= Stated exercise =
Put each line of the rows below into a JSON list of strings, with one string per line and blank lines omitted.

= Data excerpts =
** start **
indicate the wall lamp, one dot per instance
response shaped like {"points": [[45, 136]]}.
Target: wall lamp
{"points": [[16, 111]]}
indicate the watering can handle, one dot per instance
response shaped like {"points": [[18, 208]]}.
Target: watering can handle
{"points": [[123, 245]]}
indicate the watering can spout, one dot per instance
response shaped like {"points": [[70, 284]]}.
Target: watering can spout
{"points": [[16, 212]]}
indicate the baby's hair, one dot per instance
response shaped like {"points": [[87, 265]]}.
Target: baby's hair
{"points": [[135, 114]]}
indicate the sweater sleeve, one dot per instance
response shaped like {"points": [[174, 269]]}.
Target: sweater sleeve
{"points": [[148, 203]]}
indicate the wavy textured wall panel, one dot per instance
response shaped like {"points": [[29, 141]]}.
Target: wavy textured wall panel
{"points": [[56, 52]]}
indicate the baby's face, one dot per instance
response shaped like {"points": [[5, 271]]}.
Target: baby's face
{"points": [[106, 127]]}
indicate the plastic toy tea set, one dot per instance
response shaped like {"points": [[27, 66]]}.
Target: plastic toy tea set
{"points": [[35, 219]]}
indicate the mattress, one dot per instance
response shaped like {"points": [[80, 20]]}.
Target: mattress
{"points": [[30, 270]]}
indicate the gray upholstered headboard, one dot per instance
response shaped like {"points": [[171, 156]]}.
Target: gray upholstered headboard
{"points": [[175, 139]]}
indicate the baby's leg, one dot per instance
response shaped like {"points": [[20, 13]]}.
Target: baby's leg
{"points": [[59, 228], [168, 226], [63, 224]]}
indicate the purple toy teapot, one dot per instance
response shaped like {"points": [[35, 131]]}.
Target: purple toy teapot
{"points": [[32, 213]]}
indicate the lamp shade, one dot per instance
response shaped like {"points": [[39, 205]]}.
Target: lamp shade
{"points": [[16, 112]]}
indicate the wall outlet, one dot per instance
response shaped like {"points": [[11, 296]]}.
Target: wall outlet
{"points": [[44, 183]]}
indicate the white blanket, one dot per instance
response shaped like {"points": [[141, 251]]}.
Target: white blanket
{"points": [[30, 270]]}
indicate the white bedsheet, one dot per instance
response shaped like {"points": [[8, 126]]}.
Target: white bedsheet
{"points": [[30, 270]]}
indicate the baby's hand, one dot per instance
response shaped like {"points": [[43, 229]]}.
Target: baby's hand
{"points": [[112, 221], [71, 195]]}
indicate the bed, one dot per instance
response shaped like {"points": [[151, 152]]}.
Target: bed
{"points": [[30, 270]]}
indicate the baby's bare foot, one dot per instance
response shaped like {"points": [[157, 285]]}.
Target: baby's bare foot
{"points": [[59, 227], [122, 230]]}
** end **
= Final result =
[
  "indicate the wall lamp, one dot per instance",
  "response shaped like {\"points\": [[45, 136]]}.",
  "Target: wall lamp",
  "{\"points\": [[16, 111]]}",
  "indicate the watering can handle, one dot per instance",
  "response shaped like {\"points\": [[18, 208]]}.",
  "Target: watering can handle",
  "{\"points\": [[123, 245]]}",
  "indicate the watering can spout, one dot per instance",
  "response shaped like {\"points\": [[70, 284]]}.",
  "Target: watering can spout",
  "{\"points\": [[16, 212]]}",
  "indicate the baby's hair, one dot per instance",
  "response shaped like {\"points\": [[87, 265]]}.",
  "Target: baby's hair",
  "{\"points\": [[135, 114]]}",
  "indicate the sweater sleeve, one dot per instance",
  "response shaped like {\"points\": [[174, 269]]}.",
  "Target: sweater sleeve",
  "{\"points\": [[148, 203]]}",
  "indicate the wavy textured wall panel, one dot per instance",
  "response shaped like {\"points\": [[29, 141]]}.",
  "Target: wavy textured wall panel",
  "{\"points\": [[56, 52]]}",
  "indicate the baby's face, one dot per instance",
  "response shaped like {\"points\": [[5, 271]]}.",
  "Target: baby's face",
  "{\"points\": [[106, 127]]}",
  "indicate the plastic toy tea set, one dot per instance",
  "response shaped like {\"points\": [[27, 66]]}.",
  "Target: plastic toy tea set",
  "{\"points\": [[35, 219]]}",
  "indicate the mattress, one dot per instance",
  "response shaped like {\"points\": [[80, 20]]}.",
  "Target: mattress",
  "{\"points\": [[30, 270]]}",
  "indicate the gray upholstered headboard, one dot per instance",
  "response shaped like {\"points\": [[171, 156]]}.",
  "Target: gray upholstered headboard",
  "{\"points\": [[175, 139]]}",
  "indicate the baby's leg, one dot per instance",
  "response shaped like {\"points\": [[20, 13]]}.",
  "Target: baby's leg",
  "{\"points\": [[59, 228], [168, 226], [63, 224]]}",
  "indicate the purple toy teapot, one dot per instance",
  "response shaped like {\"points\": [[35, 131]]}.",
  "Target: purple toy teapot",
  "{\"points\": [[32, 213]]}",
  "indicate the lamp shade, one dot per instance",
  "response shaped like {\"points\": [[39, 205]]}.",
  "Target: lamp shade",
  "{\"points\": [[16, 112]]}",
  "indicate the wall outlet, one dot per instance",
  "response shaped like {\"points\": [[11, 296]]}.",
  "Target: wall outlet",
  "{\"points\": [[44, 183]]}",
  "indicate the white blanket, one dot per instance",
  "response shaped like {\"points\": [[141, 251]]}.",
  "Target: white blanket",
  "{\"points\": [[30, 270]]}",
  "indicate the white bedsheet, one dot per instance",
  "response shaped like {\"points\": [[8, 126]]}.",
  "Target: white bedsheet",
  "{\"points\": [[30, 270]]}",
  "indicate the baby's hand, one dot per instance",
  "response shaped like {\"points\": [[43, 229]]}.",
  "Target: baby's hand",
  "{\"points\": [[112, 221], [71, 195]]}",
  "indicate the bed, one dot per instance",
  "response shaped like {\"points\": [[151, 152]]}.",
  "Target: bed",
  "{\"points\": [[30, 270]]}",
  "indicate the baby's bare foot, one dot per instance",
  "response shaped like {\"points\": [[157, 285]]}.",
  "Target: baby's bare foot",
  "{\"points\": [[59, 227], [122, 230]]}"
]